#### TO BE DONE:
Please copy every line of the items below verbatim, leaving out the pictures.

#### PROVIDED RECORDS:

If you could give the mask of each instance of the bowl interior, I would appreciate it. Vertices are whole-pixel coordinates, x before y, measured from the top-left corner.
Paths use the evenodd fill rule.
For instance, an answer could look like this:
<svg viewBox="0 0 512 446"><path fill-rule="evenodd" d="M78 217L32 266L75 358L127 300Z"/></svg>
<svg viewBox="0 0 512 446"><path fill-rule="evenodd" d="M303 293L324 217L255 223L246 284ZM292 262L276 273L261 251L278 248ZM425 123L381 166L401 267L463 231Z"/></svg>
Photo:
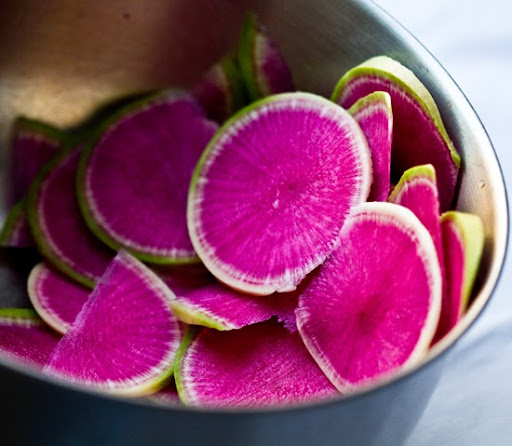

#### FINAL ANSWER:
If you could give the mask of each instance of the bowl interior, I would appreciate it. Vertices are whole-pixel coordinates, x before y, measured from the top-left corner.
Paths use the evenodd fill rule.
For instance, an answer could look like this:
<svg viewBox="0 0 512 446"><path fill-rule="evenodd" d="M78 217L32 266L75 358L127 300Z"/></svg>
<svg viewBox="0 0 512 446"><path fill-rule="evenodd" d="M303 293L324 217L255 223L246 284ZM292 262L276 273L261 251L278 248ZM425 123L381 166L401 267L463 231Z"/></svg>
Photo:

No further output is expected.